*WRITTEN PROBLEM*: Please copy the records starting with the line that contains "Can you spot the tiled" and going on through the line that contains "[[161, 105], [184, 103]]", changing "woman's hand" to "woman's wrist" and leaving everything else the same.

*RECORDS SHOWN*:

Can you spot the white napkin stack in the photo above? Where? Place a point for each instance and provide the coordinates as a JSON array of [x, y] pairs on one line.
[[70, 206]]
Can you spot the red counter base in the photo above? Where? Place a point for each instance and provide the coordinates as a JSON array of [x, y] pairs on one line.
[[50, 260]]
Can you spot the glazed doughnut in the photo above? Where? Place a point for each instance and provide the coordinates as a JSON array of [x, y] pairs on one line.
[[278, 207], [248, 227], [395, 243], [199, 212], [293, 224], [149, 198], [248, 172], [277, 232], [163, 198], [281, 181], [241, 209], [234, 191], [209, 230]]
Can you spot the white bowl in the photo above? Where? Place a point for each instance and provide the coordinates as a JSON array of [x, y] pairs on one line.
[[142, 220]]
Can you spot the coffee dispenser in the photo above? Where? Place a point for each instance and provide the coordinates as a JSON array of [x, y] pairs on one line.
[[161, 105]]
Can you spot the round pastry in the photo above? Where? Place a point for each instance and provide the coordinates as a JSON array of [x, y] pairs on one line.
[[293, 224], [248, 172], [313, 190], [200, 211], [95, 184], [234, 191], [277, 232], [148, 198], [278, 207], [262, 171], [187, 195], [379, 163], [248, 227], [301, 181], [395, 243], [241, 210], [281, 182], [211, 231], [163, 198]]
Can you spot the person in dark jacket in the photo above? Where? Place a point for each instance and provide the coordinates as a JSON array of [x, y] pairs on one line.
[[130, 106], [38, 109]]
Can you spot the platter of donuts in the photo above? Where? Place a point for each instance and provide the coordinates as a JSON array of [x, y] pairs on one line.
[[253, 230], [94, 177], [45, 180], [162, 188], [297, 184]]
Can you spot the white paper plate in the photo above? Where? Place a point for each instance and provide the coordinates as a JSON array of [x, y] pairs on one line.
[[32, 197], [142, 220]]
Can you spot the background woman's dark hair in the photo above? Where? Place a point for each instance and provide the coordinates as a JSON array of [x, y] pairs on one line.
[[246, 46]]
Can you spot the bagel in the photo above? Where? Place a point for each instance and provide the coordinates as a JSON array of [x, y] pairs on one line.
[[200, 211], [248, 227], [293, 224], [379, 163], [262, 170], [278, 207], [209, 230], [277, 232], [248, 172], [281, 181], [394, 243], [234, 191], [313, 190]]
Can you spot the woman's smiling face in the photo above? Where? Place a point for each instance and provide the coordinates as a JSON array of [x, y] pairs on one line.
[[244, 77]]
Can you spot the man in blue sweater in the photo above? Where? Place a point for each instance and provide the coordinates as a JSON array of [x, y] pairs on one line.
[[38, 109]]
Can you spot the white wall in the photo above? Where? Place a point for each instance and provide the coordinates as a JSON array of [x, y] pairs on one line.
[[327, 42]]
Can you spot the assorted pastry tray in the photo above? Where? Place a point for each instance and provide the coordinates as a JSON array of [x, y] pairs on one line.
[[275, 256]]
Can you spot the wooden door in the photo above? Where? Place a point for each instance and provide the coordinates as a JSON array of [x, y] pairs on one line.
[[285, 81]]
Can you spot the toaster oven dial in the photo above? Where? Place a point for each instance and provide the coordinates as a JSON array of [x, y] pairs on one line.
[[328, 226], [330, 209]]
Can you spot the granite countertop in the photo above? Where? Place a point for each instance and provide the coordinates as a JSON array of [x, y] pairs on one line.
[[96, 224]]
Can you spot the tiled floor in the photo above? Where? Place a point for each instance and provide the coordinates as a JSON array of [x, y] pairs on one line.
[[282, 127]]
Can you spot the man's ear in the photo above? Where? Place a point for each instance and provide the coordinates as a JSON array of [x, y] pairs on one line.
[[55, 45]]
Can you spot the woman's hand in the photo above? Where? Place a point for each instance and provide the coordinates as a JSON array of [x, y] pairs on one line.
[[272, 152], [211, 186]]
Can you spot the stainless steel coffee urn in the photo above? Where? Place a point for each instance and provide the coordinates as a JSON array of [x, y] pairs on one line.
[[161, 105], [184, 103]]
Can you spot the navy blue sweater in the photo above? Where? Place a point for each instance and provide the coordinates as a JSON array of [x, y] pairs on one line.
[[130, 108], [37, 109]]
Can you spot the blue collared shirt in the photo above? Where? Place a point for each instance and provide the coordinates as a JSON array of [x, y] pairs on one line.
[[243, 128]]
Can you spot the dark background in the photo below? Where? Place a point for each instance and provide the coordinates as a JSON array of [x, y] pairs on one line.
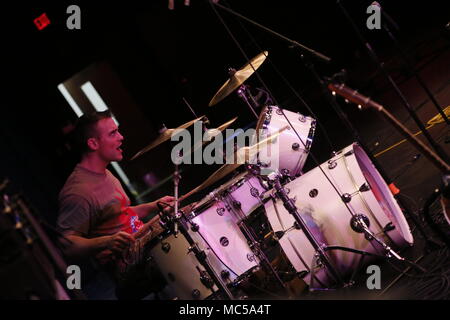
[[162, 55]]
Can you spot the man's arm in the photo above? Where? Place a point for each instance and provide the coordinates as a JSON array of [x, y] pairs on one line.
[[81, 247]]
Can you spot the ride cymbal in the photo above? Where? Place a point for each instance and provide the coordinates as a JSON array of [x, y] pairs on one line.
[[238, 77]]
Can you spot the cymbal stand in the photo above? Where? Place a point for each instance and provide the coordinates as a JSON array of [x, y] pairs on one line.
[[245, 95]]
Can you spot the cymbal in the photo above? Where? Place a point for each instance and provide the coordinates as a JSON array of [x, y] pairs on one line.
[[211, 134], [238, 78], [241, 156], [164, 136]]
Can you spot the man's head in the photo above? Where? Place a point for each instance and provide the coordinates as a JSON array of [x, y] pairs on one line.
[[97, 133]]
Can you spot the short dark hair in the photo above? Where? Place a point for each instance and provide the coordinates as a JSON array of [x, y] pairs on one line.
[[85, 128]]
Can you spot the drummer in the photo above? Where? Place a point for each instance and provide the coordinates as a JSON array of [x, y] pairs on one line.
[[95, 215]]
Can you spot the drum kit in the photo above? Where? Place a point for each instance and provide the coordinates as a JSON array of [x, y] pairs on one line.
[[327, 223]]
==
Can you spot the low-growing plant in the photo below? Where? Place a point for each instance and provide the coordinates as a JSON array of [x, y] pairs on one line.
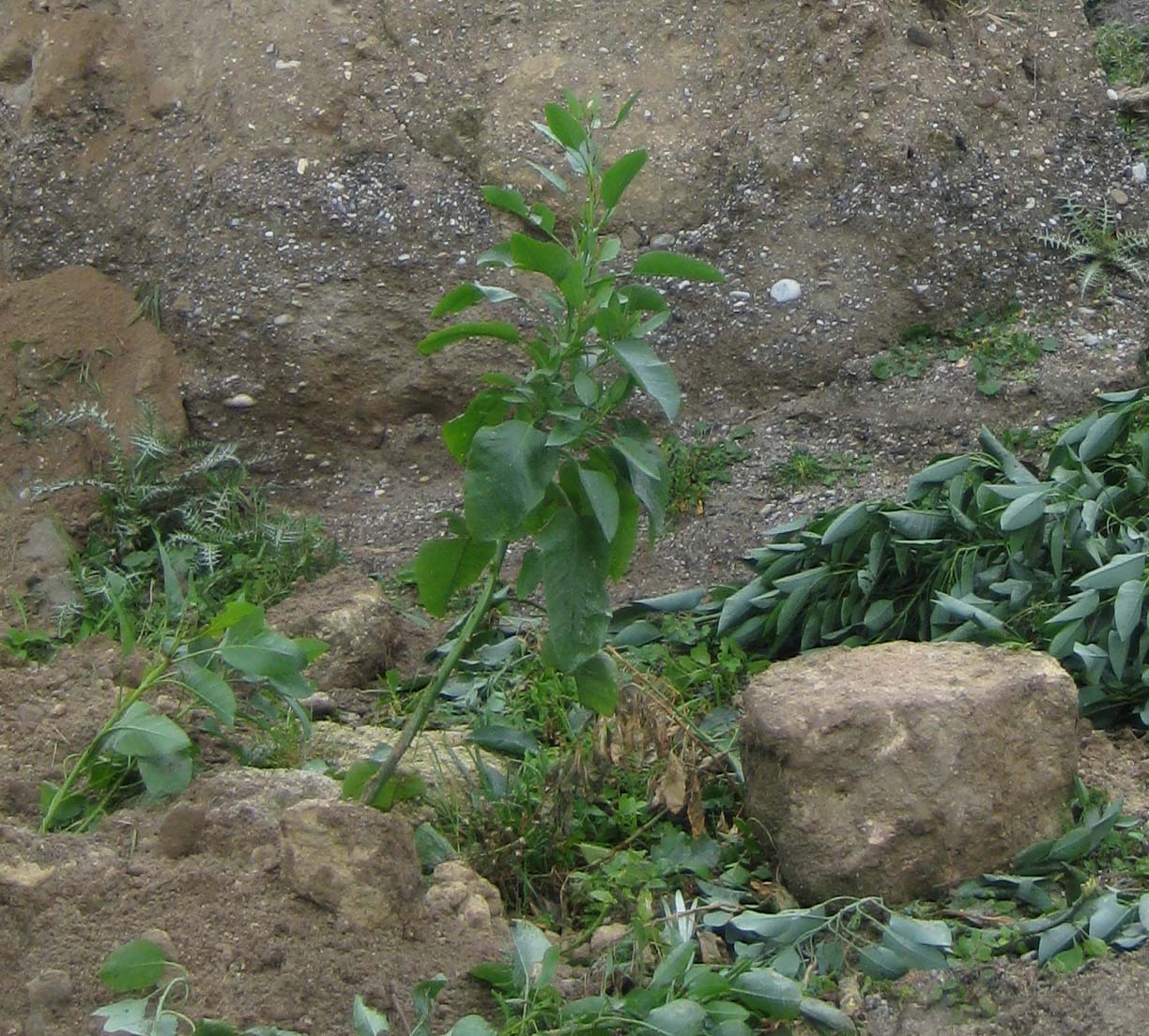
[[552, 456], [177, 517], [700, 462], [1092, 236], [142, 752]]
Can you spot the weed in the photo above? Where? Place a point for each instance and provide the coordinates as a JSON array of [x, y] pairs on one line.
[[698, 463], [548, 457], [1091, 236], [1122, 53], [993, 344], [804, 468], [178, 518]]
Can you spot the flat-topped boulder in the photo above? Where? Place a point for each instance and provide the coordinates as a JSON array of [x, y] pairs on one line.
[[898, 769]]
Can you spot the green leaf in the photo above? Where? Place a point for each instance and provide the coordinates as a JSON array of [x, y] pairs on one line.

*EXERCISE RESPONSE*:
Can you spot the tiled floor in the photo above? Where? Place a point for each instance and provide the coordinates as a JSON array of [x, y] pairs on one line.
[[282, 127]]
Can you spot the man's ear in the photo above? Where? Place a point for each instance and provide the coordinates as a JSON array of [x, y] pairs on one line.
[[55, 45]]
Can you spot the woman's wrist in the photo above? Where? Place a point for each instance and provide the coordinates as a JSON array of [x, y] pairs on one line.
[[272, 152], [211, 186]]
Can you spot the stainless steel coffee urn in the photo above? Where? Place a point for each instance and provide the coordinates as a JSON array of [x, y] pairs on one line.
[[161, 105], [184, 103]]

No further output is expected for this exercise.